TUGAS ANDA:
- a) Dalam cerita tentang mess itu, suara apa yang seperti didengar teman-teman kelompok lain kalau malam?
- b) Salin persis bagian cerita tentang mess itu, mulai dari "Soal pohon sukun" sampai "kedua kali ;-)", dan kata-kata terakhir itu ikut disalin.

Soal pohon sukun kita juga rasa tidak ada yang aneh. Kita memang kadang
keluar malam-malam ke tempat pak mandor besar sekedar konsultasi. Jalan ke
tempat pak mandor itu melewati pohon sukun yang memang cukup besar tapi selama itu
kita biasa-biasa aja. Dulu berdasarkan cerita memang mess kami rada angker.
Yang tidur di mess biasanya “diganggu”. Tapi itu dulu waktu belum ada masjid.
Teman-teman kelompok lain yang
pernah nginap katanya juga merasa ada hal yang aneh di mess. Kalau malam mereka
seperti mendengar suara anak kecil lagi mainan batu atau ada temen yang merasa
waktu tidur malam ada yang mendekapnya. Kata teman juga lukisan pangeran Diponegoro
yang ada di rung tamu itu juga aneh. Kalau lukisan itu kita lihat lama maka
mata Diponegoro seperti hidup dan melihat kita. Hiyyy yang kedua kali ;-)

Cuplikan dari dataset
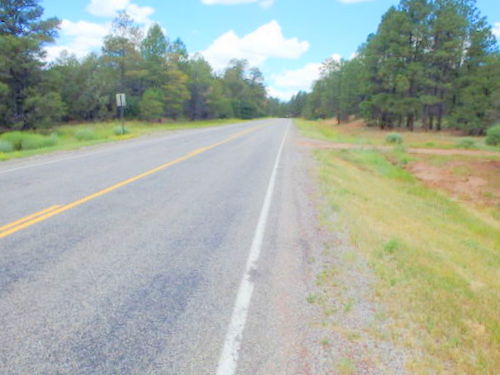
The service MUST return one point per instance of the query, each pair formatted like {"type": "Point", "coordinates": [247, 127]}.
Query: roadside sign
{"type": "Point", "coordinates": [121, 100]}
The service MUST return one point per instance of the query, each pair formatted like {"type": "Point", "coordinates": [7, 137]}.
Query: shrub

KUNCI JAWABAN:
- a) Suara anak kecil yang sedang mainan batu.

- b)
Soal pohon sukun kita juga rasa tidak ada yang aneh. Kita memang kadang
keluar malam-malam ke tempat pak mandor besar sekedar konsultasi. Jalan ke
tempat pak mandor itu melewati pohon sukun yang memang cukup besar tapi selama itu
kita biasa-biasa aja. Dulu berdasarkan cerita memang mess kami rada angker.
Yang tidur di mess biasanya “diganggu”. Tapi itu dulu waktu belum ada masjid.
Teman-teman kelompok lain yang
pernah nginap katanya juga merasa ada hal yang aneh di mess. Kalau malam mereka
seperti mendengar suara anak kecil lagi mainan batu atau ada temen yang merasa
waktu tidur malam ada yang mendekapnya. Kata teman juga lukisan pangeran Diponegoro
yang ada di rung tamu itu juga aneh. Kalau lukisan itu kita lihat lama maka
mata Diponegoro seperti hidup dan melihat kita. Hiyyy yang kedua kali ;-)